■ **PROVIDED RECORDS**
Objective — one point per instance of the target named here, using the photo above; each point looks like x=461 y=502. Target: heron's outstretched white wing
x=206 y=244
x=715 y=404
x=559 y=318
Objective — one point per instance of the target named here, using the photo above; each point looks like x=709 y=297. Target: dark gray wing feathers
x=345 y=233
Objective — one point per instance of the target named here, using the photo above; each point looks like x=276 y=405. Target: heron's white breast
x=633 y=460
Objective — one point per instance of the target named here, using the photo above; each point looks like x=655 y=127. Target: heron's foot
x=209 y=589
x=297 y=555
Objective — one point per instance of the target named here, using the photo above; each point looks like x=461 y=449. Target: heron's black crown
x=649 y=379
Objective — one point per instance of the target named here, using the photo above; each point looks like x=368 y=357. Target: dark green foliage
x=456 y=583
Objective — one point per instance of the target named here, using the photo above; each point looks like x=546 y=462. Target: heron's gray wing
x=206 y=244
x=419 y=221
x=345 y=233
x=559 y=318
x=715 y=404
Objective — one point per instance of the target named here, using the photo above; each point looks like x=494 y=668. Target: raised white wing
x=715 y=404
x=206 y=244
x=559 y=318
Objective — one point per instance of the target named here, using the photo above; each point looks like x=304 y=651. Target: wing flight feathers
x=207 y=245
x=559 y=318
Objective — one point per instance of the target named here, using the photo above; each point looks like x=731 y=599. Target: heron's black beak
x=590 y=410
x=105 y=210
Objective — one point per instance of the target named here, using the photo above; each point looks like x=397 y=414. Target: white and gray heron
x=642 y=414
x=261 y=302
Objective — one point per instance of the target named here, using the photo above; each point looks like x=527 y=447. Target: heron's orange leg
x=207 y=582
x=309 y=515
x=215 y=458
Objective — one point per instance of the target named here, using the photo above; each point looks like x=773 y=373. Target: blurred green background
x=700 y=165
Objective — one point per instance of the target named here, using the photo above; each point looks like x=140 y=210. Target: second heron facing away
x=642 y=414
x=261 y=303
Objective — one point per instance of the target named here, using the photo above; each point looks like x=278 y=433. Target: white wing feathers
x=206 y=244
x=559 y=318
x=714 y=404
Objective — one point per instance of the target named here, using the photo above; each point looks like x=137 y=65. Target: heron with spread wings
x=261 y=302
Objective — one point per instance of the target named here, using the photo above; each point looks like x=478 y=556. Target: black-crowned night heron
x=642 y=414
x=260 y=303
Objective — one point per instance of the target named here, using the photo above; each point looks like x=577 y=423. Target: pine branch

■ **EXERCISE PROMPT**
Type out the records above again, exactly the same.

■ **OUTPUT**
Objective — one point per instance of the target named here, using the photo above; each point looks like x=461 y=502. Target: heron's outstretched white wing
x=206 y=244
x=715 y=404
x=559 y=318
Objective — one point per instance of the target named here, using the photo above; each point looks like x=709 y=297. Target: dark gray wing feathers
x=345 y=233
Objective — one point per instance of the target named here, using the photo above; each point looks like x=276 y=405. Target: heron's white breast
x=633 y=460
Objective — one point per instance of the target named here, using the photo above; each point looks like x=655 y=127. Target: heron's foot
x=209 y=589
x=297 y=555
Objective — one point per instance of the target named here, using the photo above; each point looks like x=461 y=449. Target: heron's black crown
x=649 y=379
Objective — one point per instance of the target named here, using the photo above; each point looks like x=368 y=357. Target: dark green foliage
x=456 y=583
Objective — one point per instance of the target named here, using the photo above; each point looks like x=546 y=462. Target: heron's gray wing
x=206 y=244
x=419 y=221
x=345 y=233
x=559 y=318
x=715 y=404
Objective — one point per instance of the target named here, using the photo above; each point looks like x=494 y=668. Target: raised white wing
x=715 y=404
x=206 y=244
x=559 y=318
Objective — one point per instance of the target named here, using the photo above; each point looks like x=304 y=651. Target: wing flight feathers
x=207 y=245
x=559 y=318
Objective — one point per instance of the target named here, using the photo above; each point looks like x=731 y=599. Target: heron's black beak
x=590 y=410
x=105 y=210
Objective — one point per instance of the target named here, using the photo above; each point looks like x=397 y=414. Target: white and gray heron
x=642 y=414
x=261 y=302
Objective — one point per instance of the target named here, using the photo above; each point looks like x=527 y=447. Target: heron's orange leg
x=207 y=582
x=309 y=515
x=215 y=458
Objective — one point per instance of the target named here, using the photo above; each point looks like x=773 y=373. Target: blurred green background
x=700 y=165
Objective — one point per instance of the target named here, using the photo above; each point looks like x=140 y=210. Target: second heron facing away
x=642 y=414
x=261 y=303
Objective — one point per instance of the target named here, using the photo above; each point looks like x=278 y=433. Target: white wing feathers
x=206 y=244
x=559 y=318
x=714 y=404
Objective — one point per instance of the target named here, using the photo above; each point looks like x=137 y=65. Target: heron with spread wings
x=261 y=302
Objective — one point per instance of the target named here, using the photo above; each point looks like x=478 y=556. Target: black-crowned night heron
x=642 y=414
x=260 y=303
Objective — one point per instance of the target named here, using the photo above; each point looks like x=577 y=423. Target: pine branch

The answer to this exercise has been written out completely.